- Source data

◆ ◆ ◆ ◆ ◆ ◆ ◆

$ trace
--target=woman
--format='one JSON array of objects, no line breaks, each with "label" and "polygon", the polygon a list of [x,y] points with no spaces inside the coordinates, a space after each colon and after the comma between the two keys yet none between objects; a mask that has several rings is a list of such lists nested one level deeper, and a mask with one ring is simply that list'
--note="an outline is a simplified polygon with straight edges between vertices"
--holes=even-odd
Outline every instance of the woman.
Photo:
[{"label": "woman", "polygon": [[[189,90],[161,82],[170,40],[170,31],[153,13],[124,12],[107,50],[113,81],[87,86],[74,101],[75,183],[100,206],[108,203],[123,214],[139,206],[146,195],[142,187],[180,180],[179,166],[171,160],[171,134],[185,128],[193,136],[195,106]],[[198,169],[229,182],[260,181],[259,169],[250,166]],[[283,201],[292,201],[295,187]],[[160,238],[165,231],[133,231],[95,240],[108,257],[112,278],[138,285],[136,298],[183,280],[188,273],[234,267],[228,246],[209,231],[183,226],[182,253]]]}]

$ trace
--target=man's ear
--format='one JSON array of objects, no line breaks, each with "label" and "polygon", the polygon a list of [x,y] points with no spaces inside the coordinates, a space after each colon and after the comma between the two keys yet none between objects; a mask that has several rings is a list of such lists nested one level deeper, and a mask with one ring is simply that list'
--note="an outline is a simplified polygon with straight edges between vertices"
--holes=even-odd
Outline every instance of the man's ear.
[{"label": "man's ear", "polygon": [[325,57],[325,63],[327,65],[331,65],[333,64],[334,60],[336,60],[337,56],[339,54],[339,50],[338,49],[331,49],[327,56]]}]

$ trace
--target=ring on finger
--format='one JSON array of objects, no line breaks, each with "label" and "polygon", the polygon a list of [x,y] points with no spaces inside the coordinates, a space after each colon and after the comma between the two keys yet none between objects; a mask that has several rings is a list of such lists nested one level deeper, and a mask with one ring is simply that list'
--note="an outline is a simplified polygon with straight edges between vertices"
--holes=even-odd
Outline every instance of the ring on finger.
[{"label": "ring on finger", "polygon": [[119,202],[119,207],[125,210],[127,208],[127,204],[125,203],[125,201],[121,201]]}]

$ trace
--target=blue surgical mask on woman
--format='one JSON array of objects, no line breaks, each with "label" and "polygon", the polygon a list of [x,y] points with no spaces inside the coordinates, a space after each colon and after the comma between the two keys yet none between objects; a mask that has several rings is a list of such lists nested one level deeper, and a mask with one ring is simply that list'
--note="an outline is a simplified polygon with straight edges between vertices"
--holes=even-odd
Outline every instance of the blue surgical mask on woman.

◆ ◆ ◆ ◆ ◆ ◆ ◆

- WHAT THE EXERCISE ASKS
Write out all the entries exactly.

- RESULT FOR THIS EXERCISE
$ trace
--target=woman
--format='one JSON array of objects, no line breaks, each with "label" and "polygon", the polygon a list of [x,y] points with no spaces inside the coordinates, a space after each colon and after the comma between the two keys yet none between objects; a mask that has several rings is a list of such lists nested one level deeper, and a mask with one ring is simply that list'
--note="an outline is a simplified polygon with straight edges between vertices"
--holes=even-odd
Outline every instance of the woman.
Photo:
[{"label": "woman", "polygon": [[[189,90],[161,82],[170,40],[170,31],[153,13],[124,12],[107,50],[113,81],[87,86],[74,101],[75,183],[100,206],[108,203],[123,214],[139,206],[146,195],[142,187],[180,180],[179,166],[171,160],[171,134],[185,128],[193,136],[195,106]],[[198,169],[229,182],[260,181],[259,169],[250,166]],[[283,201],[292,201],[295,187]],[[160,238],[165,231],[133,231],[95,240],[108,257],[112,278],[138,285],[136,298],[183,280],[188,273],[234,267],[228,246],[209,231],[183,226],[182,253]]]}]

$ trace
--target=man's ear
--format='one JSON array of objects, no line breaks, each with "label" and "polygon", the polygon a list of [x,y] points with no spaces inside the coordinates, a space after each colon and after the comma between the two keys yet none between objects; a mask that has several rings is a list of such lists nested one level deeper, and a mask with one ring is simply that list'
--note="an outline is a simplified polygon with straight edges between vertices"
--holes=even-odd
Outline every instance of the man's ear.
[{"label": "man's ear", "polygon": [[325,57],[325,63],[327,65],[331,65],[333,64],[334,60],[336,60],[337,56],[339,54],[339,50],[338,49],[331,49],[327,56]]}]

$ trace
--target=ring on finger
--format='one JSON array of objects, no line breaks, each with "label" and "polygon", the polygon a list of [x,y] points with no spaces inside the coordinates, a space after each colon and after the comma between the two keys yet none between objects; a mask that has several rings is a list of such lists nested one level deeper, and a mask with one ring is simply that list'
--note="an outline is a simplified polygon with straight edges between vertices"
--holes=even-odd
Outline every instance of the ring on finger.
[{"label": "ring on finger", "polygon": [[119,202],[119,207],[125,210],[127,208],[127,204],[125,203],[125,201],[121,201]]}]

$ trace
--target=blue surgical mask on woman
--format='one JSON array of objects, no line breaks, each with "label" and "polygon", the polygon a list of [x,y] points with no spaces inside the coordinates, a space after each colon and after the comma between the two keys yet none between objects; a mask that has several rings is a list of such lists nested one level deeper, and a mask with one ring is simply that list'
--note="an outline is a simplified polygon with straight edges between vertices"
--holes=even-odd
Outline every instance of the blue surgical mask on woman.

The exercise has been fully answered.